§ DOCUMENT:
|---|
Sunday, November 10, 2019

Today's Commodity News : 11.11.2019

 Today's Commodity News : 11.11.2019


Silver futures rise Rs 171 to Rs 44,043 per kg

Silver futures on Monday traded Rs 171 higher to Rs 44,043 per kg after speculators raised bets, driven by a firm trend overseas. Silver contracts for December delivery rose by Rs 171, or 0.39 per cent, to Rs 44,043 per kg in a business turnover of 2,950 lots on the Multi Commodity Exchange.
 Besides, the white metal to be delivered in March shot up by Rs 164, or 0.37 per cent, to Rs 44,640 per kg in 129 lots. Analysts said widening of positions by traders in sync with a firm trend overseas for precious metals mainly influenced silver prices here. In the international market, silver traded 0.10 per cent higher at USD 16.84 an ounce in New York.
|---|
§ GIVEN RECORDS:
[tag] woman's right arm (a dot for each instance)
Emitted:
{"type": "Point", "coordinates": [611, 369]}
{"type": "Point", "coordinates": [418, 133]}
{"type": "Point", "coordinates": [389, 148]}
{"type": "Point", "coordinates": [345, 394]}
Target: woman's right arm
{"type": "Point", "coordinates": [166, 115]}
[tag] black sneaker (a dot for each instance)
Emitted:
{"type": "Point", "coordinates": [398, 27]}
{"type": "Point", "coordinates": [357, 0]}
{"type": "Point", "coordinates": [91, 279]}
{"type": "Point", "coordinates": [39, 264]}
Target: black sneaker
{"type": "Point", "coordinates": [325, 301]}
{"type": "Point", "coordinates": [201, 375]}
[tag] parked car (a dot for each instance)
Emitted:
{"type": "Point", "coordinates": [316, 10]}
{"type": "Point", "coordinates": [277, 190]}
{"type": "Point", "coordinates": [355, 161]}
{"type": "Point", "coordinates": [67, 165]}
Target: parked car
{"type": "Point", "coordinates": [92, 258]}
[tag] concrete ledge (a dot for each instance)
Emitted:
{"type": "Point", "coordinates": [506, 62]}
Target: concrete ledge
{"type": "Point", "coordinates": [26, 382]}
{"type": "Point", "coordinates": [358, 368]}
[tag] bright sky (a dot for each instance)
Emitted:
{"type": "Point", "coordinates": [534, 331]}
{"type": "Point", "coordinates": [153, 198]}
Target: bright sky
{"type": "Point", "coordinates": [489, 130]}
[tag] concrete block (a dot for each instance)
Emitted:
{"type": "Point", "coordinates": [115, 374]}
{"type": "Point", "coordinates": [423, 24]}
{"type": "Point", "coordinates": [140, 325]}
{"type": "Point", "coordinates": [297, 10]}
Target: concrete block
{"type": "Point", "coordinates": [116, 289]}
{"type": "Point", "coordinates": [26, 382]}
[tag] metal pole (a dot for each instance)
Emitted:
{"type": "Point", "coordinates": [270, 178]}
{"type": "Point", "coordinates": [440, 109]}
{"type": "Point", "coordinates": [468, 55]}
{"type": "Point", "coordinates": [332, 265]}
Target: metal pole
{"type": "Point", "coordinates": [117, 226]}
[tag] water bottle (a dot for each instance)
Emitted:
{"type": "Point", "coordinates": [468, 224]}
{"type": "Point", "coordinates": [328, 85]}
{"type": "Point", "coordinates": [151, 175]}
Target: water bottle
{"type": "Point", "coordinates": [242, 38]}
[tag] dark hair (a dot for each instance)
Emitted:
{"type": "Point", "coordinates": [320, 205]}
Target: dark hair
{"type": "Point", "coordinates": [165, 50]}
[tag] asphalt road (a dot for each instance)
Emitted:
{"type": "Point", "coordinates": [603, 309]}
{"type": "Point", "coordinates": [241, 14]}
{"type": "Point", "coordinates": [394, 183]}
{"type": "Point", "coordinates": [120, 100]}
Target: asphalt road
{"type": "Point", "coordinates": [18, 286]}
|---|
§ DIRECTIVES:
a: Reproduce word for word the stretch of the silver futures report from "Silver futures rise" through "in New York.".
b: Locate every line in the rows that contains the string "bottle" and copy each one. Case counts.

§ TASK-BY-TASK OUTPUTS:
a:
Silver futures rise Rs 171 to Rs 44,043 per kg

Silver futures on Monday traded Rs 171 higher to Rs 44,043 per kg after speculators raised bets, driven by a firm trend overseas. Silver contracts for December delivery rose by Rs 171, or 0.39 per cent, to Rs 44,043 per kg in a business turnover of 2,950 lots on the Multi Commodity Exchange.
 Besides, the white metal to be delivered in March shot up by Rs 164, or 0.37 per cent, to Rs 44,640 per kg in 129 lots. Analysts said widening of positions by traders in sync with a firm trend overseas for precious metals mainly influenced silver prices here. In the international market, silver traded 0.10 per cent higher at USD 16.84 an ounce in New York.

b:
[tag] water bottle (a dot for each instance)
Target: water bottle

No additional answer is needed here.